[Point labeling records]
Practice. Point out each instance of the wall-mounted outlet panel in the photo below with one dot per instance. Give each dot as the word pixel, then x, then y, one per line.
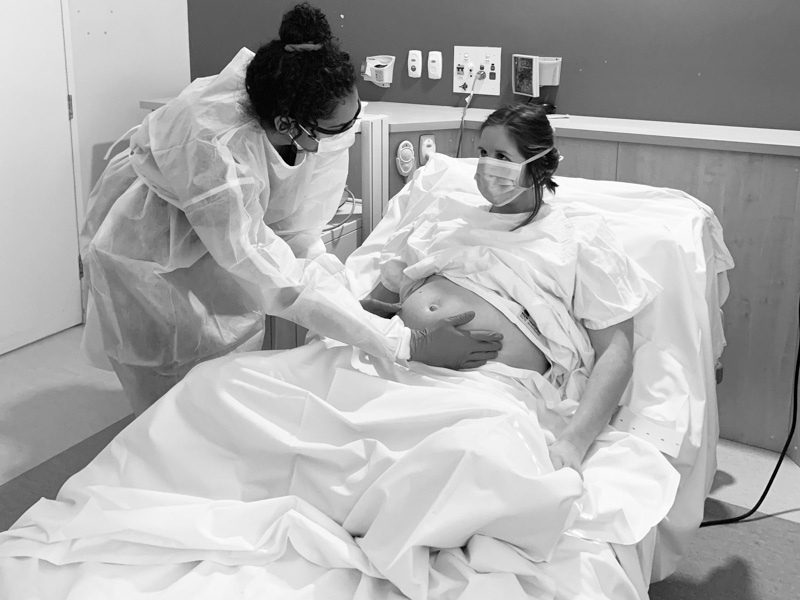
pixel 468 61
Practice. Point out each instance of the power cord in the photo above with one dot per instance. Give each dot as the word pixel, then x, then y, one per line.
pixel 783 452
pixel 480 75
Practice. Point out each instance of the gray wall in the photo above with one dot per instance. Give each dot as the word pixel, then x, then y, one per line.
pixel 721 62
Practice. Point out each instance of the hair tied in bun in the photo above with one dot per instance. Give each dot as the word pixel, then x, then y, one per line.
pixel 302 47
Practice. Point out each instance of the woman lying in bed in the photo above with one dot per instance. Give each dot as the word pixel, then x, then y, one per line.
pixel 326 472
pixel 518 160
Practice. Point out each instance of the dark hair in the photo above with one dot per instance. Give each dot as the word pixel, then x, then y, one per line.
pixel 529 128
pixel 303 84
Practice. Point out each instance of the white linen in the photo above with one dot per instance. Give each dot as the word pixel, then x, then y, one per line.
pixel 200 228
pixel 678 241
pixel 335 472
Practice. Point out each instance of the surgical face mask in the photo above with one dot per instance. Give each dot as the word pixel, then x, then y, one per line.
pixel 499 181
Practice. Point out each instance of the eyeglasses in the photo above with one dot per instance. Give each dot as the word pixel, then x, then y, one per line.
pixel 312 131
pixel 341 128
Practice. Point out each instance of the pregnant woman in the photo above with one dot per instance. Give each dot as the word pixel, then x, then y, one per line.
pixel 572 261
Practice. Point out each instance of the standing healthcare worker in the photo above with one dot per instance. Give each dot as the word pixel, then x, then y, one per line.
pixel 212 219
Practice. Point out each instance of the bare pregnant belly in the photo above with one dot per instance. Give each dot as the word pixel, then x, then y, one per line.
pixel 439 298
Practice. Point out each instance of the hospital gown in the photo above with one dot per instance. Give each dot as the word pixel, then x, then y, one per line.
pixel 326 471
pixel 200 228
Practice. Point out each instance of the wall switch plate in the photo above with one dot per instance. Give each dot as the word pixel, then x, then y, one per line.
pixel 414 63
pixel 434 64
pixel 468 61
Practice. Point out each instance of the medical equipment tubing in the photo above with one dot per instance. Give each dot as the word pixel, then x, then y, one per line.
pixel 785 446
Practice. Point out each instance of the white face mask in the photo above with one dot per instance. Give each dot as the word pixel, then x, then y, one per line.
pixel 499 180
pixel 337 142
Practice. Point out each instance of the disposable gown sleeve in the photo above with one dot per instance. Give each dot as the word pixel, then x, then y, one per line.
pixel 220 198
pixel 610 287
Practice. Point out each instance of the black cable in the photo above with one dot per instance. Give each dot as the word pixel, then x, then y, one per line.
pixel 783 452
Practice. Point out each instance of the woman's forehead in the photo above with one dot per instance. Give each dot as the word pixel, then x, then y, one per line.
pixel 343 113
pixel 496 139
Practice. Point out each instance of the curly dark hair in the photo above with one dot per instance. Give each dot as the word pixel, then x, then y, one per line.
pixel 529 128
pixel 305 85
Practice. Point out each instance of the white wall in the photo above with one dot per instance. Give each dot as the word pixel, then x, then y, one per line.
pixel 123 51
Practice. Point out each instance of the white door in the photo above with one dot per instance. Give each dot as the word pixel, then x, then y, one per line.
pixel 39 281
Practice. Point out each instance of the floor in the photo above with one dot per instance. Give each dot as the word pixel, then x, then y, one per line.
pixel 51 400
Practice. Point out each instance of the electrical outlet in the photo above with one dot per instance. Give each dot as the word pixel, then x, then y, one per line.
pixel 468 62
pixel 427 147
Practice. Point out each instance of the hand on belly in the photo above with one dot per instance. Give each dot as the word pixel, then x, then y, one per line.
pixel 439 298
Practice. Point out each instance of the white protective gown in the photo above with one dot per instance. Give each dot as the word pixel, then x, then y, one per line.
pixel 200 228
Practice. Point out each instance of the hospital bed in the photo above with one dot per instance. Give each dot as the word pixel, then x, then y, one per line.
pixel 670 403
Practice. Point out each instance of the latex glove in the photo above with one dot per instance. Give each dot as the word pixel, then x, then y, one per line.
pixel 564 453
pixel 445 345
pixel 380 308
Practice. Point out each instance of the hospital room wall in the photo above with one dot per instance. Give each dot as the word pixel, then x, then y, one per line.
pixel 720 62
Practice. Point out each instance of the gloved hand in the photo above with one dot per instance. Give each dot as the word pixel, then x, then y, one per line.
pixel 380 308
pixel 445 345
pixel 564 454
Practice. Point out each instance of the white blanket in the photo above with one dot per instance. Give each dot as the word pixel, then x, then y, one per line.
pixel 323 472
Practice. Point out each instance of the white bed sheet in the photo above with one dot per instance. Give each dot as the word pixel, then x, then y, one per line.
pixel 678 338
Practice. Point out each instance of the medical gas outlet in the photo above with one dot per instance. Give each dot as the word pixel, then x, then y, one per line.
pixel 378 69
pixel 469 62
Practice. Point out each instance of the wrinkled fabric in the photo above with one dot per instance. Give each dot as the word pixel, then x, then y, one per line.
pixel 332 471
pixel 678 337
pixel 567 268
pixel 199 229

_Task instructions:_ Reproduce the records above with "one dot per instance" changed to "a single dot for each instance" wherever it occurs and everything else unchanged, leaving out the pictures.

_Reply:_
Practice. Point out each instance of the wall-mounted outlet panel in the photo below with a single dot for each instance. Give each dot as the word pixel, then x, then y, one per line.
pixel 468 61
Practice. Point out each instance of the power cord in the photo above with a single dot for each instance. Give each dot as the word pixel, then x, then y, one per line.
pixel 783 452
pixel 480 75
Practice. Point out each instance of the gray wall in the photo above with a single dot for each instance. Give each dot as the word pixel, then x, then y, one per line.
pixel 721 62
Practice. Point out each instance of the hair tied in bun in the photo above with a single dot for each instance. Give each dot as the word pixel, then x, then y, one per line.
pixel 302 47
Practice. Point out each instance of the woman lying in bed in the photo above with a single dot for each instance. Give each dot as the word pixel, then x, then y, one per line.
pixel 326 472
pixel 518 160
Practice. Point out each instance of the dark hair in the photo above with a single dot for each instance. Give each dot as the word pixel, then x, then y, one per line.
pixel 529 128
pixel 303 84
Practice. Point out each instance of the white linen in the photo above with a single dot for each instance. Give each dot as the word pixel, then x, then y, one per line.
pixel 200 228
pixel 678 241
pixel 335 472
Practice. Point out each instance of the surgical face mask in the photo above with a single dot for each instance. Give each dot as the word pixel, then x, then y, one per line.
pixel 499 181
Practice. Point out each instance of the eyeglasses in the photo above with a single dot for each instance. Give each dot as the word pixel, then x, then y, one per line.
pixel 312 131
pixel 341 128
Practice. Point out each instance of the pregnant woman in the photo above with a single dot for each instance. Give each dot as the word pixel, then x, then y, one per line.
pixel 572 261
Practice. Point out each instance of the standing healthcare worker in the photo above with a single dot for each instance. Give each dot as the word pixel, then x, then y, one per line.
pixel 212 219
Practice. Point out each instance of the bare pregnant belly in the photo above with a single dot for each instance. Give each dot as the word pixel, then x, then y, one per line.
pixel 439 298
Practice. Point out each instance of the hospital gown in the photo above with a single dot for each instance. Give each dot as the word pixel, then x, then y, one per line.
pixel 326 471
pixel 200 228
Practice. Point out each instance of the wall switch plate in the photo above with a single dot for each instance. Give each dot as the word pixel, then x, then y, one per line.
pixel 414 63
pixel 434 64
pixel 468 61
Practice. Point out each instance of the medical equipment tubing in the photo above with a single dot for each instance. Give each dot as the word pixel, then x, then y, one per line.
pixel 785 446
Practice. Point out each instance of the white face mask in the photo above with a single dot for each instance. Give each dot as the word pixel, then x, then y, one per line.
pixel 499 180
pixel 337 142
Practice. Point out each instance of the disposable gown sleeve in the photo above with a single dot for each instance. Give each dot as the word pixel, then x, then y, one per line.
pixel 220 198
pixel 610 287
Practice. Point out each instance of the black cable in the photo above with a single dot for each instance. Give each dot as the word pixel, then x, then y, one per line.
pixel 783 452
Practice. Point out each instance of the woman's forehead in the photo above with a single dot for each instance. Give each dot as the word pixel, then x, then y, one per line.
pixel 343 113
pixel 496 139
Practice. Point out each instance of the curly dark hair in the photo above with a single dot for each instance. Give each dot as the word pixel, then x, then y, one per line.
pixel 529 128
pixel 305 85
Practice. Point out each instance of the white wall in the photo above with a single dot for each instance. Give each dot as the word pixel, then x, then y, one per line.
pixel 123 51
Practice. Point out each instance of the white door in the photo above with a single dot for each instance. Give each dot as the word pixel, then x, then y, one per line.
pixel 39 281
Practice. Point out each instance of the floor in the photo above with a single dot for each instance. Give each dot as the word pixel, then x, then y, one per line.
pixel 51 400
Practice. Point out each instance of the electrical outlet in the photo above with a single dot for each instance. Give each dot as the word pixel, then x, then y, one per line.
pixel 468 62
pixel 427 147
Practice. Point out each instance of the hand on belly in the photo above with a single dot for each instance. Give each dot as the word pixel, then x, then y, one per line.
pixel 439 298
Practice. Point out each instance of the white protective gown in the photo above with a single dot for each instance. Give each dot as the word pixel, then x, then y, one per line.
pixel 200 228
Practice. Point out each instance of the hospital bed in the photo above with a single dot for each instance. Give each dot as the word pixel, then x, then y, one per line.
pixel 670 403
Practice. Point out each instance of the latex glove in the photo above with a single dot for each instance. Give each dot as the word pixel, then x, then y, one per line.
pixel 564 453
pixel 445 345
pixel 380 308
Practice. Point out each instance of the hospital room wall in the photo above with a single dot for each instance. Give each dot as the word pixel, then x, then y, one per line.
pixel 720 62
Practice. Point out each instance of the gloved hand in the photo above with a single dot for each instance. Give each dot as the word pixel, then x, then y, one per line.
pixel 380 308
pixel 445 345
pixel 564 454
Practice. Point out each instance of the white blanket in the photo above with a single dot for each instance. Give each dot as the word pixel, then x, then y, one per line.
pixel 323 472
Practice. Point out each instance of the white bed sheet in the photo above with a single dot for each instance. Give each dot as the word pixel, then x, then y, one per line.
pixel 678 338
Practice. Point out each instance of the medical gas outlet in the photo above with a single dot for each instance. Give each dot as the word pixel, then x, then y, one per line.
pixel 378 69
pixel 469 62
Practice. Point out each instance of the wrinkled fabric in the photo above with a single dot for each instance. Give each dot as the word pixel, then x, then y, one per line.
pixel 332 471
pixel 678 337
pixel 567 268
pixel 199 229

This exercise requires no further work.